| Data listing |
>>>
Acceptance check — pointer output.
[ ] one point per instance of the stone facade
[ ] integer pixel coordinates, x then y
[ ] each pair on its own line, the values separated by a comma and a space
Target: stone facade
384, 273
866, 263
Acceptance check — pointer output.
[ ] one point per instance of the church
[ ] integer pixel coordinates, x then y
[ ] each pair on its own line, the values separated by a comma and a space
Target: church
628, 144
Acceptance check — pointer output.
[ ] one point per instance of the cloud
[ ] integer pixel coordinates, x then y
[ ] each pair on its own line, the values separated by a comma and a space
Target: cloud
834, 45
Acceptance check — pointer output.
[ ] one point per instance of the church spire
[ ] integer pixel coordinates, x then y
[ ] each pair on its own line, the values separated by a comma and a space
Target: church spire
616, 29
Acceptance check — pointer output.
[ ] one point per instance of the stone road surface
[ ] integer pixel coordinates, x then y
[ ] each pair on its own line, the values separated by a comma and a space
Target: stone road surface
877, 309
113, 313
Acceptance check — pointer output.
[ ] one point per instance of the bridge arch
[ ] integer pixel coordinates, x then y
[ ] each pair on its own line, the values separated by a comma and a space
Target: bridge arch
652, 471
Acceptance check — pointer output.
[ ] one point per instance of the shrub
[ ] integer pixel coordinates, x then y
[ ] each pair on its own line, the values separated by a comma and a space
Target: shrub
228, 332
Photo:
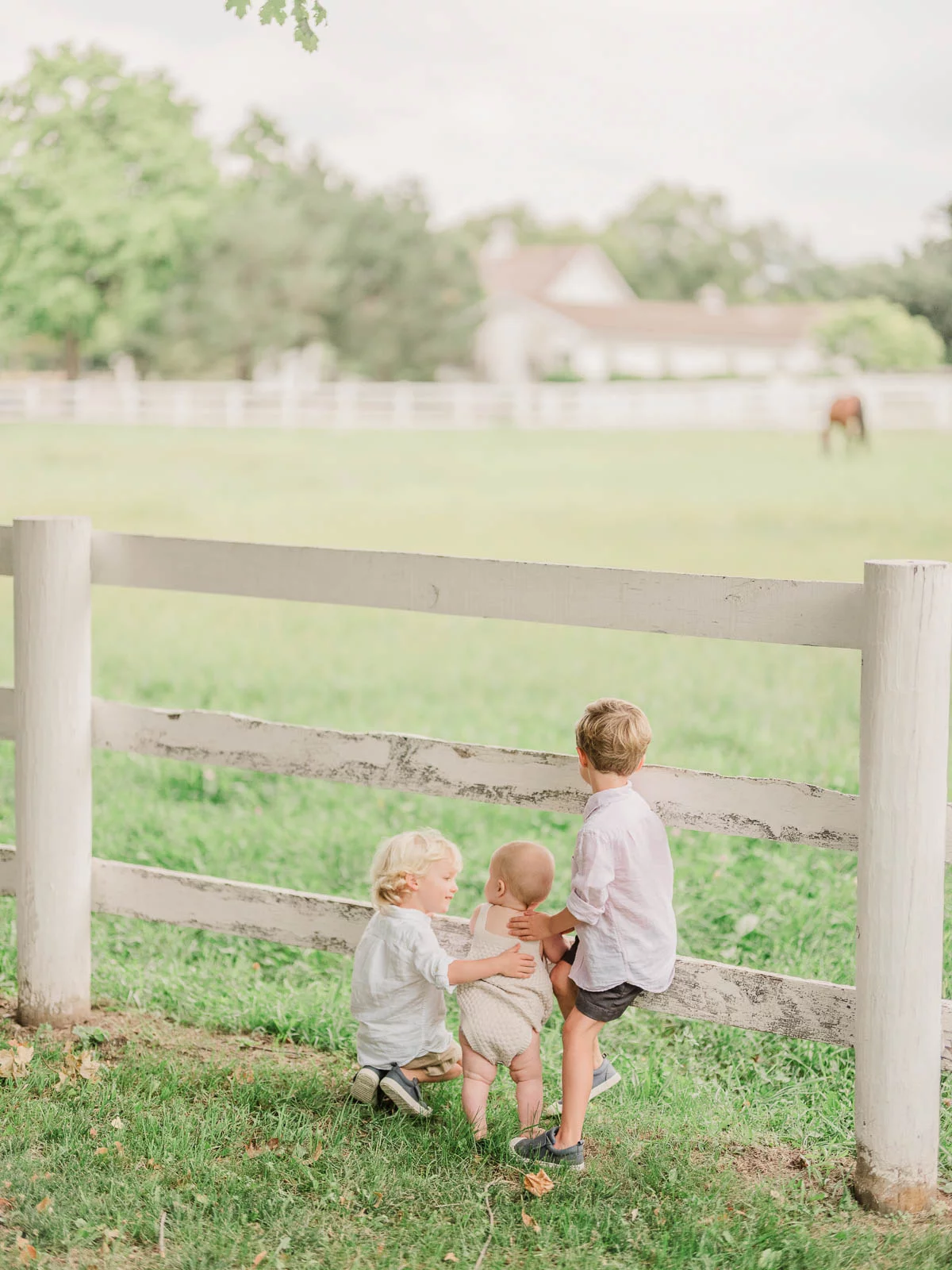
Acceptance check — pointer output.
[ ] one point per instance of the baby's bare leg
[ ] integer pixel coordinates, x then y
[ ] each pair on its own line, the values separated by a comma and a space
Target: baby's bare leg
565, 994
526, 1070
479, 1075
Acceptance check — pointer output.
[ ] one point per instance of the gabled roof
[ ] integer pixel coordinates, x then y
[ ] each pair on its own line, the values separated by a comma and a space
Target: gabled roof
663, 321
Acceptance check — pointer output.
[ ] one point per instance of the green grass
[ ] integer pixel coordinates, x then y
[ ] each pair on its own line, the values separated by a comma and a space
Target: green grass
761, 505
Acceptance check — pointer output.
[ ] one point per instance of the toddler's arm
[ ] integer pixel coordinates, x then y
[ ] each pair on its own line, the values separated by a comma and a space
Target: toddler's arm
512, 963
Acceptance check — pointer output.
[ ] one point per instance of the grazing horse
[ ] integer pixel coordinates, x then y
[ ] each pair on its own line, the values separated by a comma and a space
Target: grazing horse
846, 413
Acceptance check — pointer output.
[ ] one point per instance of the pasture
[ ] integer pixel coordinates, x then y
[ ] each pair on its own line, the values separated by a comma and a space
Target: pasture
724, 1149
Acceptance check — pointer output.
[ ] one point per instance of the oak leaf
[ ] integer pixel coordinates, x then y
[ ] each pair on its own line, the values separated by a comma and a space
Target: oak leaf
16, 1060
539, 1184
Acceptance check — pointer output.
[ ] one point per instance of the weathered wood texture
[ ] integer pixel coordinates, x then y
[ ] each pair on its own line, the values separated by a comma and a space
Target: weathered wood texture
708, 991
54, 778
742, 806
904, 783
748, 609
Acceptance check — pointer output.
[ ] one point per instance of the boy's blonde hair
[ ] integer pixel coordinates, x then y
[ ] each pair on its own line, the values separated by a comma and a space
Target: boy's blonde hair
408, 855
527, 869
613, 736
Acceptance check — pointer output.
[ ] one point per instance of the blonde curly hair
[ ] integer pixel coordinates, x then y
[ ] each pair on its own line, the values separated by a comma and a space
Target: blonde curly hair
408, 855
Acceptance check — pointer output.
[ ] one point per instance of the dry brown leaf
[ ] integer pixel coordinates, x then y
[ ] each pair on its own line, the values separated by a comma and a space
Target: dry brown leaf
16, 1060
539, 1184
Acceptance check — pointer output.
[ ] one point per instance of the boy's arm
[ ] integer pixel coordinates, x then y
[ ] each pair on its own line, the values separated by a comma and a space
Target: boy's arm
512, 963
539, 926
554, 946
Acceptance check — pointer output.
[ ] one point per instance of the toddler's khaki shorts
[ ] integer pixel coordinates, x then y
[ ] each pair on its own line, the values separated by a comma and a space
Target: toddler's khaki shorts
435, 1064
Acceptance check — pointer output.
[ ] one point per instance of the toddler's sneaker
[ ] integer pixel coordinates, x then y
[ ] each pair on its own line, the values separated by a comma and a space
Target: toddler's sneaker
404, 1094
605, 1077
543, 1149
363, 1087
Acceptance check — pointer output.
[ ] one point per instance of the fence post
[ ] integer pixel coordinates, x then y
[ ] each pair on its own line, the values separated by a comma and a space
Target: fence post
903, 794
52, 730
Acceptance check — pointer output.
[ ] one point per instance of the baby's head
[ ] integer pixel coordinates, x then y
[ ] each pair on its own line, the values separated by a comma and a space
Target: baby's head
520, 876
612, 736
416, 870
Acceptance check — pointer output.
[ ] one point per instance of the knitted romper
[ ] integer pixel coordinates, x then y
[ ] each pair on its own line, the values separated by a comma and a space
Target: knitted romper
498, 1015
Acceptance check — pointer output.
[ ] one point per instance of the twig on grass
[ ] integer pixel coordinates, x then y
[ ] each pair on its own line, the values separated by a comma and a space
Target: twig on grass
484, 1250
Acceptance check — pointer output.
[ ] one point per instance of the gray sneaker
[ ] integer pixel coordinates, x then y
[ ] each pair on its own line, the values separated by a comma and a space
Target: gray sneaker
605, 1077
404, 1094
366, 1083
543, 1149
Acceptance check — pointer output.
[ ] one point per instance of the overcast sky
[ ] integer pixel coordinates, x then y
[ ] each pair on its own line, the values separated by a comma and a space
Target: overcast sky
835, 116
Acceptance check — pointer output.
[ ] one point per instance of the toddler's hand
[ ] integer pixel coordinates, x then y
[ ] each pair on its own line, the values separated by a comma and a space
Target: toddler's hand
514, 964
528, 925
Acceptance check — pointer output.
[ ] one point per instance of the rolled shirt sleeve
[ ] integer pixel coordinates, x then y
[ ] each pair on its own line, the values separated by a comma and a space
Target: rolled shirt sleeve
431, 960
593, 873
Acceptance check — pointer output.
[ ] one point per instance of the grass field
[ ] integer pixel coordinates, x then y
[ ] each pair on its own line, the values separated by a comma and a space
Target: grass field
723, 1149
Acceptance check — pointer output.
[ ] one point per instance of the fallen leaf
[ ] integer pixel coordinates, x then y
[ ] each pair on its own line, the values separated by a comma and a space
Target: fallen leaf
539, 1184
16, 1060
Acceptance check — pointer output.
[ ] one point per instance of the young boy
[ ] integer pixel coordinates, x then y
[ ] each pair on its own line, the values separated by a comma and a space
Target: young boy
<<<
| Given exercise |
All of the material above needs to be restated exactly, with no pictures.

| Answer for the task |
Acceptance check — pointer output.
[ ] one point per instance of the stone facade
[ ] integer pixel coordinates, x then y
[ ] each pair on its own line, the values separated by a comma and a space
Target: stone facade
384, 273
866, 263
Acceptance check — pointer output.
[ ] one point per instance of the church
[ ] integer pixel coordinates, x then y
[ ] each pair on its own line, the values separated by a comma and a space
Target: church
628, 144
Acceptance check — pointer output.
[ ] one point per instance of the cloud
[ ] integer pixel coordinates, x then y
[ ] each pair on its own line, the values separated by a comma and a space
Target: cloud
834, 45
Acceptance check — pointer output.
[ ] one point per instance of the church spire
[ ] integer pixel coordinates, x then y
[ ] each pair on its own line, the values separated by a comma and a space
Target: church spire
616, 29
Acceptance check — pointer output.
[ ] one point per instance of the stone road surface
[ ] integer pixel coordinates, x then y
[ ] each pair on its own line, the values separated by a comma and a space
Target: stone road surface
877, 309
113, 313
Acceptance check — pointer output.
[ ] one point per instance of the bridge arch
[ ] integer pixel coordinates, x then y
[ ] each pair on its own line, the values separated by a comma and a space
Target: bridge arch
652, 471
Acceptance check — pointer output.
[ ] one point per instance of the shrub
[ ] integer pixel coordinates, x then y
[ ] each pair on its own line, the values separated by a comma and a space
Target: shrub
228, 332
Photo:
Acceptance check — pointer output.
[ ] one point per instance of the baby's bare leg
[ ] integer pixel coordinates, x then y
[ ] each pair on its own line, the values separated by a comma and a space
Target: baby's bare leg
565, 994
526, 1070
479, 1075
Acceptance check — pointer output.
[ ] one point per instance of the gabled roof
[ ] integer pixel coordinates, x then y
[ ] each pair on its own line, the values separated by a comma and a space
Target: gabled roof
663, 321
Acceptance check — pointer output.
[ ] one point per instance of the green grass
[ ] integer pixel coordinates, x then y
[ ] each pair on its own line, the values separated by a comma and a space
Target: green grass
761, 505
Acceptance check — pointer output.
[ ] one point per instance of the toddler's arm
[ ] integer pixel coordinates, x then y
[ ] each pair on its own line, the values separated by a comma and a space
Target: toddler's arm
512, 963
Acceptance check — pointer output.
[ ] one point per instance of the grazing horse
[ ] integer pixel coordinates, x then y
[ ] each pair on its own line, the values separated by a comma and a space
Target: grazing horse
846, 413
Acceptance check — pointer output.
[ ] one point per instance of the pasture
[ ] integer pixel coordinates, x then y
[ ] each pair on its own line, the values separated by a comma and a space
Target: pasture
724, 1149
Acceptance check — pointer output.
[ ] one point per instance of the oak leaf
[ ] integer pixel coordinates, x then y
[ ] each pair on its own line, the values separated by a comma and a space
Target: oak leaf
16, 1060
539, 1184
Acceptance check — pointer output.
[ ] one point per instance of the weathered wood texture
[ ] integer pixel coordinates, x then y
[ ] each pair on its own line, the values separated by a comma and a space
Target: weathered wood texture
708, 991
54, 778
742, 806
904, 783
748, 609
Acceptance check — pointer output.
[ ] one point per instance of the boy's blonde hair
[ ] integer pixel coordinates, x then y
[ ] each pair on its own line, the values separated by a comma and a space
Target: boy's blonde hair
408, 855
527, 869
613, 736
Acceptance check — pointer output.
[ ] one point per instance of the blonde curly hair
[ ] integer pixel coordinates, x then y
[ ] each pair on its own line, the values separated by a comma and a space
Target: blonde curly hair
408, 855
Acceptance check — pointer output.
[ ] one point per instance of the dry brown leaf
[ ] integer pixel coordinates, x then y
[ ] each pair on its own line, the values separated by a comma and a space
Target: dry brown leaf
16, 1060
539, 1184
Acceptance check — pointer output.
[ ] one point per instance of the boy's arm
[ ] integer pixel coordinates, x then y
[ ] each pair on its own line, the values separated by a comma and a space
Target: boy's arm
512, 963
539, 926
554, 946
Acceptance check — pointer output.
[ ] one point per instance of the toddler's khaki shorts
[ ] integer pixel coordinates, x then y
[ ] each pair on its own line, the values separated by a comma and a space
Target: toddler's khaki shorts
435, 1064
Acceptance check — pointer output.
[ ] one point per instance of the toddler's sneaker
[ ] integer pixel coordinates, x then y
[ ] each pair on its own line, the values separated by a comma and a space
Target: toddler's sneaker
404, 1094
605, 1077
543, 1149
363, 1087
Acceptance check — pointer output.
[ ] one point per instance of the fence post
[ ] integer pixel coordinates, x then y
[ ] each pair on its own line, the values separated by a comma and a space
Target: fence post
903, 794
52, 730
Acceptance check — pointer output.
[ ] one point per instance of the baby's head
[ ] integer pixel coordinates, x then y
[ ] each pair on its own line, the values separated by a comma and a space
Target: baby's head
520, 876
612, 736
416, 870
Acceptance check — pointer output.
[ ] one point per instance of the knitted romper
[ ] integer pixel coordinates, x then y
[ ] each pair on its own line, the values separated by a comma and a space
Target: knitted romper
498, 1015
Acceptance check — pointer output.
[ ] one point per instance of the twig on grass
[ ] integer pixel coordinates, x then y
[ ] each pair on its own line, the values separated by a comma and a space
Target: twig on grass
484, 1250
Acceptance check — pointer output.
[ ] one point per instance of the gray sneaker
[ ] integer pixel coordinates, x then y
[ ] each pair on its own line, the values separated by a comma and a space
Target: gray sneaker
605, 1077
404, 1094
366, 1083
543, 1149
Acceptance check — pointer output.
[ ] one point per instance of the overcast sky
[ ] integer pixel coordinates, x then y
[ ] each pair on its own line, the values separated by a comma and a space
Target: overcast sky
835, 116
Acceptance check — pointer output.
[ ] one point per instance of the toddler's hand
[ ] integer pixel coordinates, x then y
[ ] each pair on its own line, the values separated by a comma and a space
Target: toddler's hand
514, 964
528, 925
Acceptance check — pointer output.
[ ] one point per instance of the rolled shirt sleeve
[ ] integer pixel coordinates, x then y
[ ] each pair on its own line, the values separated by a comma and a space
Target: rolled shirt sleeve
431, 960
593, 873
Acceptance check — pointer output.
[ ] one point per instance of the grass field
[ ] integer pixel coordinates, x then y
[ ] each pair on its own line, the values separated by a comma and a space
Target: grass field
723, 1149
Acceptance check — pointer output.
[ ] one point per instance of the fallen leaf
[ ] integer pixel coordinates, x then y
[ ] each pair on its own line, the values separated by a comma and a space
Target: fallen leaf
539, 1184
16, 1060
Acceptance check — pointer output.
[ ] one point per instance of the young boy
[ ] integer pixel coordinates, x then y
[ ] each pair on its own line, the values separated by a comma and a space
Target: young boy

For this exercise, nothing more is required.